[Natural-language object grounding data]

╔══

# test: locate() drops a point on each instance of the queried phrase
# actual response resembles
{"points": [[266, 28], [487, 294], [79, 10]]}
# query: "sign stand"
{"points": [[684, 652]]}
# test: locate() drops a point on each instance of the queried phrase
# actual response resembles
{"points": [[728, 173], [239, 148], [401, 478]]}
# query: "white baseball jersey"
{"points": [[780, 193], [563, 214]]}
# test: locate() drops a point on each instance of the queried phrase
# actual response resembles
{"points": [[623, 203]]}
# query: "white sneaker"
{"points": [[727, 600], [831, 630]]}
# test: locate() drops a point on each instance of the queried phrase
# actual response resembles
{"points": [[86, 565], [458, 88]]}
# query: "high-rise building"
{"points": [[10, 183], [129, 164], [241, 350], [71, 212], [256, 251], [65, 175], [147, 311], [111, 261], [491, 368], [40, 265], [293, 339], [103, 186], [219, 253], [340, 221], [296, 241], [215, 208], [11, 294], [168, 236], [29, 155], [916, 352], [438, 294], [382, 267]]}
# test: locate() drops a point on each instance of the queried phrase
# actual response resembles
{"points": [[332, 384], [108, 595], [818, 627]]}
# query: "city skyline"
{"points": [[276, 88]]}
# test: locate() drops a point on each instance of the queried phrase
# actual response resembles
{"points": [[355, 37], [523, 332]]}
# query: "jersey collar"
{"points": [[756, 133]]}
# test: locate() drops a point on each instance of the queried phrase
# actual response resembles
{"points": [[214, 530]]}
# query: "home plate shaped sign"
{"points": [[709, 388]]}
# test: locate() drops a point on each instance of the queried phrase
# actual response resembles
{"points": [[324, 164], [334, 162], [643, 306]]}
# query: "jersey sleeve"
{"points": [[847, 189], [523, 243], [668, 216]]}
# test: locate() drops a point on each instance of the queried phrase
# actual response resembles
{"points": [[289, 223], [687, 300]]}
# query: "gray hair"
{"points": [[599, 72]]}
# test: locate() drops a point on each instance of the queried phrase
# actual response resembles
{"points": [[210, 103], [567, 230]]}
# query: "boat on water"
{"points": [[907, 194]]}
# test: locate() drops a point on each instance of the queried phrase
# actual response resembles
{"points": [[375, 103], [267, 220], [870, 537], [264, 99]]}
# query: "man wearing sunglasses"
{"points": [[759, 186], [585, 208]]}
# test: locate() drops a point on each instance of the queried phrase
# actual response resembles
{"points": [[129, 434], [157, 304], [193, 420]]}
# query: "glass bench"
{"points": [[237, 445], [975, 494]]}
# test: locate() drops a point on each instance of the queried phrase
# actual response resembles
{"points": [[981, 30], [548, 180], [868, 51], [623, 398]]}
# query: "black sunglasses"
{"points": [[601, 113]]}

╚══

*Problem to work on*: Return every record, leaving each line exactly as it was given.

*Completed task*:
# test: locate() drops a point on each instance of the queried phrase
# actual response resembles
{"points": [[266, 28], [487, 294], [79, 10]]}
# query: "sign stand"
{"points": [[684, 652]]}
# test: locate() drops a point on each instance of the queried phrase
# actual response resembles
{"points": [[728, 173], [239, 148], [401, 478]]}
# query: "white baseball jersey"
{"points": [[780, 193], [563, 214]]}
# test: locate() drops a point on each instance of the queried phrase
# actual response resembles
{"points": [[623, 203]]}
# query: "white sneaker"
{"points": [[727, 600], [831, 630]]}
# test: locate() drops a point on each instance of the queried phrase
# actual response resembles
{"points": [[86, 565], [458, 88]]}
# query: "high-rise building"
{"points": [[10, 183], [129, 164], [241, 350], [71, 212], [256, 251], [65, 175], [147, 311], [111, 261], [491, 368], [40, 265], [293, 339], [103, 186], [219, 253], [340, 221], [296, 241], [215, 208], [11, 294], [168, 236], [29, 155], [916, 352], [438, 294], [382, 267]]}
# test: locate() drops a point on each instance of the queried phrase
# actual response resembles
{"points": [[332, 384], [108, 595], [818, 627]]}
# query: "city skyline"
{"points": [[276, 88]]}
# test: locate() drops a point on each instance of the queried phrase
# actual response resembles
{"points": [[355, 37], [523, 332]]}
# query: "jersey collar"
{"points": [[756, 133]]}
# test: locate() drops a point on each instance of the queried phrase
# actual response resembles
{"points": [[214, 530]]}
# query: "home plate shaped sign"
{"points": [[709, 388]]}
# test: locate() drops a point on each instance of the queried phrase
# actual response resembles
{"points": [[324, 164], [334, 162], [643, 306]]}
# query: "jersey sleeve"
{"points": [[847, 189], [523, 243], [668, 216]]}
# test: locate() drops a point on each instance of the queried phrase
# actual response resembles
{"points": [[289, 223], [687, 300]]}
# query: "gray hair"
{"points": [[599, 72]]}
# test: locate() drops a point on each instance of the queried phrase
# actual response resembles
{"points": [[210, 103], [567, 230]]}
# query: "boat on water"
{"points": [[907, 194]]}
# test: locate() drops a point on each instance of the queried phrase
# actual response resembles
{"points": [[375, 103], [267, 220], [870, 537], [264, 99]]}
# query: "man wearing sunglasses"
{"points": [[759, 186], [585, 208]]}
# test: locate() drops a point on each instance of the queried phrase
# actual response resembles
{"points": [[129, 434], [157, 304], [193, 420]]}
# query: "glass bench"
{"points": [[237, 445], [975, 494]]}
# test: locate() drops a point on each instance of the queried phrase
# actual response resembles
{"points": [[981, 30], [548, 180], [868, 51], [623, 398]]}
# query: "black sunglasses"
{"points": [[601, 113]]}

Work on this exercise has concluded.